- REQUIREMENT: Report every line in the items below that contains the word “curly”, copying each such line in full.

....

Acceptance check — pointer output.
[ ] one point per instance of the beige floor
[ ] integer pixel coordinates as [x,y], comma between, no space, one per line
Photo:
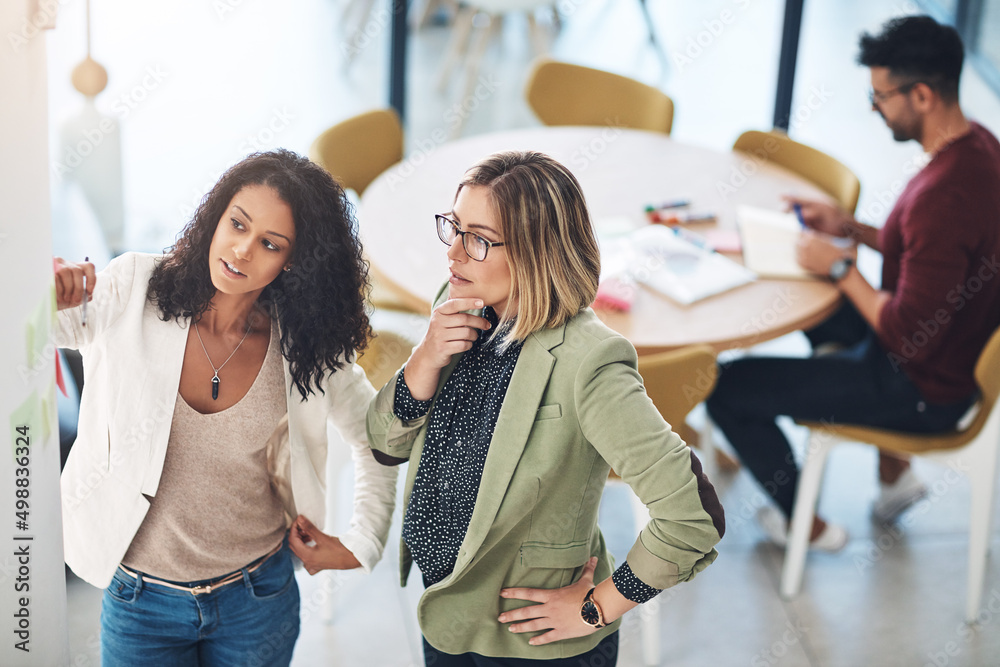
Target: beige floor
[241,74]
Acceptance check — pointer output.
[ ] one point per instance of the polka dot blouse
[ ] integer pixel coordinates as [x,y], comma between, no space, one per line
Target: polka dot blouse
[451,465]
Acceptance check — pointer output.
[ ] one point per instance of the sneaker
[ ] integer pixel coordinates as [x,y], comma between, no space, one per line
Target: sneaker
[775,526]
[894,499]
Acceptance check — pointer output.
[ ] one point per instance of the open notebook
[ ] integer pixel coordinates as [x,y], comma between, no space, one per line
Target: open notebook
[769,239]
[656,257]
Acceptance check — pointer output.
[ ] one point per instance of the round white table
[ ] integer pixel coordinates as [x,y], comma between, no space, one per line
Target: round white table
[621,171]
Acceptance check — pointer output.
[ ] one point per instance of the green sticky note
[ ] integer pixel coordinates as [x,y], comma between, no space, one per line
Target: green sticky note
[30,414]
[37,331]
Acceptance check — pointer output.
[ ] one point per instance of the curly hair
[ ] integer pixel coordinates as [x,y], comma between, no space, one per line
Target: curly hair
[320,302]
[917,48]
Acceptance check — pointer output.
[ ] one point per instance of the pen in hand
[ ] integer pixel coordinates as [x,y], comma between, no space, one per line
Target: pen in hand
[797,207]
[83,316]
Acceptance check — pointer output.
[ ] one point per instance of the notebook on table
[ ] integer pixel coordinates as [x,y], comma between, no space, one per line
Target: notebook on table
[769,239]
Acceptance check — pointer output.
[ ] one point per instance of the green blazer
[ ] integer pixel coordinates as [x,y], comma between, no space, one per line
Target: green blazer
[574,409]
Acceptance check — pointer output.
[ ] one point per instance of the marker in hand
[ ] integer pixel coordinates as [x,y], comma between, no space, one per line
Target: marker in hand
[797,207]
[83,315]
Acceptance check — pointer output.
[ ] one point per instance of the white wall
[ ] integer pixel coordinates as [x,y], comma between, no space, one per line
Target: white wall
[27,389]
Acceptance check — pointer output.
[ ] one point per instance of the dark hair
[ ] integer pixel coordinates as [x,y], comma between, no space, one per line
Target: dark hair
[320,302]
[917,48]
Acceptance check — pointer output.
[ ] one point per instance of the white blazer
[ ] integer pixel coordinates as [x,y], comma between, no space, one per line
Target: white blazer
[132,367]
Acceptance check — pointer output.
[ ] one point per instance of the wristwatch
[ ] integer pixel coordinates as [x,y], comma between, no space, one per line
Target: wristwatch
[591,612]
[840,268]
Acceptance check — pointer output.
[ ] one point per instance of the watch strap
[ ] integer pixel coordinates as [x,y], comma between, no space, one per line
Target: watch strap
[591,612]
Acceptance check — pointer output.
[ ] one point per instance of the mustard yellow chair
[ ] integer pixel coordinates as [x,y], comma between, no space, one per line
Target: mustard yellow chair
[676,382]
[564,94]
[386,353]
[358,149]
[826,172]
[355,151]
[972,450]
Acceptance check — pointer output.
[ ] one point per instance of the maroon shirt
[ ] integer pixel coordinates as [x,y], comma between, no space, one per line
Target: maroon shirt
[941,248]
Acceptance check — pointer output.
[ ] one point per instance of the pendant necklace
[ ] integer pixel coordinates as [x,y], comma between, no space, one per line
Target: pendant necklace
[215,378]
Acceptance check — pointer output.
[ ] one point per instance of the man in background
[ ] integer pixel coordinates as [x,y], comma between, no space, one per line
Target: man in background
[905,352]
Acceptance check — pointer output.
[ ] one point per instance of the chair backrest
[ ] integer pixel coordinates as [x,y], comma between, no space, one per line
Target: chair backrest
[825,171]
[563,94]
[386,353]
[358,149]
[677,381]
[988,378]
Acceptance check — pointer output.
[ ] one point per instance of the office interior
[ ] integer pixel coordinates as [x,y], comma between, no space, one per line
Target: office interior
[194,86]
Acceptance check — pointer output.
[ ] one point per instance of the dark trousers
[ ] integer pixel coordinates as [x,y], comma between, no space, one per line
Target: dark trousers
[605,654]
[857,385]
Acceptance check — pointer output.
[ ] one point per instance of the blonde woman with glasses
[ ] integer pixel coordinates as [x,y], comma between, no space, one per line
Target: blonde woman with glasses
[511,411]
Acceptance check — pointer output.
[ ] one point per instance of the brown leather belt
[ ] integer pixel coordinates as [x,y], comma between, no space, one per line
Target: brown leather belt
[210,586]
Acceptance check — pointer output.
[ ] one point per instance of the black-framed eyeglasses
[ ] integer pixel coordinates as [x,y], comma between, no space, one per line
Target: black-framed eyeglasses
[476,247]
[877,98]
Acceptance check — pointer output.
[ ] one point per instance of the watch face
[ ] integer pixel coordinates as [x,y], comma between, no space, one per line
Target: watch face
[590,613]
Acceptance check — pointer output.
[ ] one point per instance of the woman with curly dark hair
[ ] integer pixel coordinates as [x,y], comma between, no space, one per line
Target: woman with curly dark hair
[211,373]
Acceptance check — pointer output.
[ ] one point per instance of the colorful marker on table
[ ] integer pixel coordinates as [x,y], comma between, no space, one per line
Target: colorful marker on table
[678,218]
[675,203]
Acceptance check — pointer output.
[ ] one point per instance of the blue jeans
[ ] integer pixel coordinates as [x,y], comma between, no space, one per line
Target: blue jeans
[857,385]
[251,622]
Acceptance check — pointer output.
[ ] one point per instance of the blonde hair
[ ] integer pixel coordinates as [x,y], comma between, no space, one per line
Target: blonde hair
[553,255]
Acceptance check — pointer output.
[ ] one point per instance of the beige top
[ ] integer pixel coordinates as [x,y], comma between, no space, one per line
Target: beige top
[215,509]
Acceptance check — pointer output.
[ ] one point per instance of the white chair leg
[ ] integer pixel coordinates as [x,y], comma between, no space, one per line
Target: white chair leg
[650,620]
[810,481]
[982,469]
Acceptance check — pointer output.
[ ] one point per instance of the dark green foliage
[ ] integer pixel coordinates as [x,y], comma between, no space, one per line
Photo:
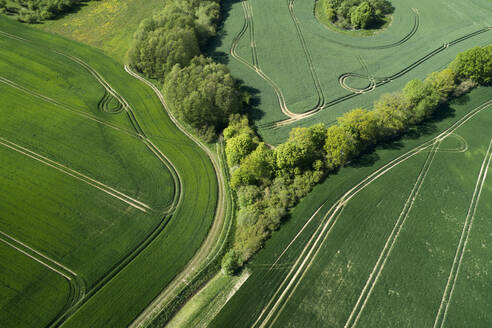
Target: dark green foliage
[230,262]
[35,11]
[302,149]
[203,94]
[163,41]
[362,16]
[357,14]
[173,36]
[240,139]
[270,182]
[3,6]
[255,169]
[474,64]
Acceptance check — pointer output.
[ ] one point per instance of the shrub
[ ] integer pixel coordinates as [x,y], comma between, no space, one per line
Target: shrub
[230,263]
[474,64]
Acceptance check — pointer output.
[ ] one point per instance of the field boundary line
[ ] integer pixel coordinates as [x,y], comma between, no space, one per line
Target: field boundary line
[465,234]
[77,175]
[343,200]
[62,106]
[374,82]
[68,311]
[217,228]
[391,240]
[407,37]
[77,285]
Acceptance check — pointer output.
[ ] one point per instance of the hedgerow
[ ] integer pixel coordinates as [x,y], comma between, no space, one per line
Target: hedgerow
[167,48]
[269,182]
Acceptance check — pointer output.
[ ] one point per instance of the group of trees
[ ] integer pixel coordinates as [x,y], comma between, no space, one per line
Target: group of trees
[270,181]
[357,14]
[168,47]
[35,11]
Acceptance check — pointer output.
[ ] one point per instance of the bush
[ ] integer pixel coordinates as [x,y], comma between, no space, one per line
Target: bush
[203,94]
[474,64]
[34,11]
[362,16]
[230,263]
[357,13]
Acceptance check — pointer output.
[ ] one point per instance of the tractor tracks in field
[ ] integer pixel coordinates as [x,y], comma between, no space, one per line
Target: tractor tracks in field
[77,285]
[322,103]
[77,111]
[210,249]
[465,235]
[141,206]
[71,307]
[303,262]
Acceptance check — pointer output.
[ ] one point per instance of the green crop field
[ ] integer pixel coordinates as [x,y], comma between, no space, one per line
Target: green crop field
[105,24]
[303,72]
[100,203]
[400,238]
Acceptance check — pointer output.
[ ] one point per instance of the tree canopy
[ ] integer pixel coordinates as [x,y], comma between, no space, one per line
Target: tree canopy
[203,94]
[357,14]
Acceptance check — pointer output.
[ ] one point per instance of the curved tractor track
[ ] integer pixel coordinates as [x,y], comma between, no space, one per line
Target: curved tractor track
[413,30]
[210,249]
[373,81]
[79,293]
[307,256]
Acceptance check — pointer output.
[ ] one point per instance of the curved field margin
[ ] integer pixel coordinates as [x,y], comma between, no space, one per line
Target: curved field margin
[274,307]
[304,277]
[192,210]
[303,69]
[216,239]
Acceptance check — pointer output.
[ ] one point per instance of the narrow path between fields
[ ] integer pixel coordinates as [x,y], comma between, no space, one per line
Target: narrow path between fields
[202,256]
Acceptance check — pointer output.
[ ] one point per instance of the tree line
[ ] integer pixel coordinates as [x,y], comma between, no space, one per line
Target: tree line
[268,182]
[35,11]
[357,14]
[169,48]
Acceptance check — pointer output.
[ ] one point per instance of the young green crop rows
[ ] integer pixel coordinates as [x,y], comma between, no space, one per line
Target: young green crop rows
[407,243]
[100,201]
[303,72]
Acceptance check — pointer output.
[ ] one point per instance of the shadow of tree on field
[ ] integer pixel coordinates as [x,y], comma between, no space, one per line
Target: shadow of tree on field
[252,108]
[75,8]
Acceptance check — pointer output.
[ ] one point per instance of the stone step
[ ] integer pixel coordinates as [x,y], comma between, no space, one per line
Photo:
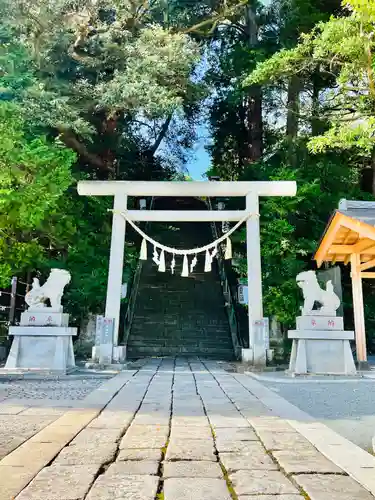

....

- EXERCISE ANSWER:
[ ] one point per instance of the curly hair
Target: curly hair
[ ] one point per instance of the woman with curly dark hair
Target: woman with curly dark hair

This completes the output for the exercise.